# What the task asks
Each record is to be transcribed exactly.
§ §
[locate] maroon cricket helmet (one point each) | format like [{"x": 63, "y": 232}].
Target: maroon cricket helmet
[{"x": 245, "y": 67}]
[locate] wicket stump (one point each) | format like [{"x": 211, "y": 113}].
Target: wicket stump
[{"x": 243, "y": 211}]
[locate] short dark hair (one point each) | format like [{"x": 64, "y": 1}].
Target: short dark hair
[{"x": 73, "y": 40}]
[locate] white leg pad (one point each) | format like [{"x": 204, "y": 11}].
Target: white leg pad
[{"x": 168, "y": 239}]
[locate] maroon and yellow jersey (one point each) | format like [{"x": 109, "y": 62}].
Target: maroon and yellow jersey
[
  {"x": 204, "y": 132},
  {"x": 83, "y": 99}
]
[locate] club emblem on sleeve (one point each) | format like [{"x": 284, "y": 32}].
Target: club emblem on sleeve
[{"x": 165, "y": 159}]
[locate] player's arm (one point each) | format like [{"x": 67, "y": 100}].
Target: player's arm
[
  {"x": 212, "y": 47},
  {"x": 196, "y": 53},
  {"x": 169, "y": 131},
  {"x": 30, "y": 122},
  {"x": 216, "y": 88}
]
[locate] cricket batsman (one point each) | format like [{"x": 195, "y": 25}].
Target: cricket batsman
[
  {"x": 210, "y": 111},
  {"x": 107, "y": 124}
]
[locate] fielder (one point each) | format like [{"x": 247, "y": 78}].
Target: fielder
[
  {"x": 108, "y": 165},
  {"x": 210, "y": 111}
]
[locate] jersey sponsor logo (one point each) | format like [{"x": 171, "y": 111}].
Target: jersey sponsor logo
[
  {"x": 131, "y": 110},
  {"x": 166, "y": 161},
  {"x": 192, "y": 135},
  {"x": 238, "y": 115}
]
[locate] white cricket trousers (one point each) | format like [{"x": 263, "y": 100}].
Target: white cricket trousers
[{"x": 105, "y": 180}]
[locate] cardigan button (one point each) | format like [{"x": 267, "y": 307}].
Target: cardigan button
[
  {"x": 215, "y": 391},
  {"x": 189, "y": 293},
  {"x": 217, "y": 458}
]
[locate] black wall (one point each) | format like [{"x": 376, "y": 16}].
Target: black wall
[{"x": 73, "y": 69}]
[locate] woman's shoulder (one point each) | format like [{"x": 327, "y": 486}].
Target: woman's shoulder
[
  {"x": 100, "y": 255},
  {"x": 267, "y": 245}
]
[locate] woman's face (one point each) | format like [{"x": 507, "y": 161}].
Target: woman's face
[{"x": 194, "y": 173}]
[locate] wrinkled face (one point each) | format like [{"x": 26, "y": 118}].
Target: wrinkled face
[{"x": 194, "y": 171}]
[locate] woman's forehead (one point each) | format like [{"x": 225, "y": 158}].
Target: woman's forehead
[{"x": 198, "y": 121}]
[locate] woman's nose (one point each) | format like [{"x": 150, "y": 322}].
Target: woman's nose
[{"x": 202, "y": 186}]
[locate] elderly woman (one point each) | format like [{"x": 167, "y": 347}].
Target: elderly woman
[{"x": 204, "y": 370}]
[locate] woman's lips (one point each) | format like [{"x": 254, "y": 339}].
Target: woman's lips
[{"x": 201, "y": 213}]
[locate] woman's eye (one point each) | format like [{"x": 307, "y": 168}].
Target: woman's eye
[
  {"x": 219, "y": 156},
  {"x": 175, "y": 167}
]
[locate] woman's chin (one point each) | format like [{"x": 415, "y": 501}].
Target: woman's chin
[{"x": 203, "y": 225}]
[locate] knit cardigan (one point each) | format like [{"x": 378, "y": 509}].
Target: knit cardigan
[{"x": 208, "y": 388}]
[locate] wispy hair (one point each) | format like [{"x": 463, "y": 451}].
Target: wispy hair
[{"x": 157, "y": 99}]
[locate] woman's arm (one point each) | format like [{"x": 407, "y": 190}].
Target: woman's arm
§ §
# Task response
[locate] maroon cricket helmet (one point each) | format like [{"x": 63, "y": 232}].
Target: maroon cricket helmet
[{"x": 245, "y": 67}]
[locate] wicket stump (one point each) | format like [{"x": 211, "y": 113}].
Target: wicket stump
[{"x": 243, "y": 211}]
[locate] short dark hair (one point each) | format like [{"x": 64, "y": 1}].
Target: short dark hair
[{"x": 73, "y": 40}]
[locate] white leg pad (one point each) | format like [{"x": 204, "y": 11}].
Target: white leg pad
[{"x": 168, "y": 239}]
[locate] maroon and yellow jersey (one point each) | format like [{"x": 109, "y": 62}].
Target: maroon and yellow jersey
[
  {"x": 204, "y": 132},
  {"x": 83, "y": 99}
]
[locate] club emblem on sleeve (one point each) | format like [{"x": 284, "y": 32}].
Target: club emblem on sleeve
[{"x": 165, "y": 159}]
[locate] player's arm (one point each) | format like [{"x": 67, "y": 100}].
Target: player's arm
[
  {"x": 212, "y": 47},
  {"x": 196, "y": 53},
  {"x": 169, "y": 131},
  {"x": 30, "y": 122},
  {"x": 216, "y": 88}
]
[locate] cricket batsman (one point each) | format like [{"x": 195, "y": 25}].
Target: cricket batsman
[
  {"x": 210, "y": 111},
  {"x": 107, "y": 124}
]
[locate] fielder (one point each) | format like [{"x": 247, "y": 78}].
Target: fielder
[
  {"x": 108, "y": 165},
  {"x": 210, "y": 111}
]
[locate] jersey sponsor logo (one point each) | format like [{"x": 171, "y": 111}].
Target: jersey sponsor logo
[
  {"x": 131, "y": 110},
  {"x": 166, "y": 161},
  {"x": 192, "y": 135},
  {"x": 238, "y": 115}
]
[locate] white cricket trousers (one point each) | format like [{"x": 263, "y": 100}].
Target: white cricket trousers
[{"x": 105, "y": 180}]
[locate] cardigan button (one point each) | format like [{"x": 267, "y": 307}].
Target: cardigan button
[
  {"x": 215, "y": 391},
  {"x": 189, "y": 293},
  {"x": 217, "y": 458}
]
[locate] black wall (one point each) | format like [{"x": 376, "y": 16}].
Target: black wall
[{"x": 73, "y": 69}]
[locate] woman's shoulder (one point each) | format like [{"x": 327, "y": 486}].
Target: woman's shoulder
[
  {"x": 100, "y": 255},
  {"x": 267, "y": 245}
]
[locate] woman's face (one point each) | format like [{"x": 507, "y": 161}].
Target: woman's face
[{"x": 194, "y": 173}]
[locate] wrinkled face (one point each) | format like [{"x": 26, "y": 118}].
Target: wrinkled face
[{"x": 194, "y": 171}]
[locate] woman's forehead (one point each) | format like [{"x": 225, "y": 158}].
Target: woman's forehead
[{"x": 198, "y": 121}]
[locate] woman's nose (one point each) | format like [{"x": 150, "y": 322}].
Target: woman's nose
[{"x": 202, "y": 186}]
[locate] elderly woman (one point each) | format like [{"x": 167, "y": 347}].
Target: elderly woman
[{"x": 204, "y": 370}]
[locate] woman's lips (one point each) | format like [{"x": 254, "y": 339}].
Target: woman's lips
[{"x": 201, "y": 213}]
[locate] woman's eye (one point each) | format like [{"x": 307, "y": 168}].
Target: woman's eye
[
  {"x": 219, "y": 156},
  {"x": 175, "y": 167}
]
[locate] woman's chin (one point each) | format like [{"x": 415, "y": 501}].
Target: woman's chin
[{"x": 203, "y": 225}]
[locate] knit cardigan (one point each) | format like [{"x": 378, "y": 509}].
Target: knit cardigan
[{"x": 208, "y": 388}]
[locate] wispy hair (one point each) | format like [{"x": 463, "y": 451}].
Target: wispy hair
[{"x": 157, "y": 99}]
[locate] woman's arm (one point each) | format like [{"x": 407, "y": 190}].
Target: woman's arm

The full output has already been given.